### TASK DIRECTIONS
Your task is to transcribe the data in full.

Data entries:
>>>

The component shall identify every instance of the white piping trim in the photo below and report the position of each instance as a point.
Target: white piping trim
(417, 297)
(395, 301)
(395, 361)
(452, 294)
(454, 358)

<<<

### ANSWER TO THIS PROBLEM
The component shall identify every instance of the white piping trim in the photo below and report the position of each instance as a point.
Target: white piping trim
(417, 297)
(395, 301)
(395, 361)
(452, 294)
(454, 358)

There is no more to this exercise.